[Task objective]:
The answer must be every entry, given again word for word.

##### Data for this exercise

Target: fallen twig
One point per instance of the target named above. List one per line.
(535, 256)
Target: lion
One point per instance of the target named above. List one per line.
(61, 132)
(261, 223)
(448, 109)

##########

[Solution to the exercise]:
Target: fallen twig
One point per instance of the target named above. List one per line.
(535, 256)
Target: lion
One point per instance of the target named above. List one per line.
(61, 132)
(261, 223)
(448, 109)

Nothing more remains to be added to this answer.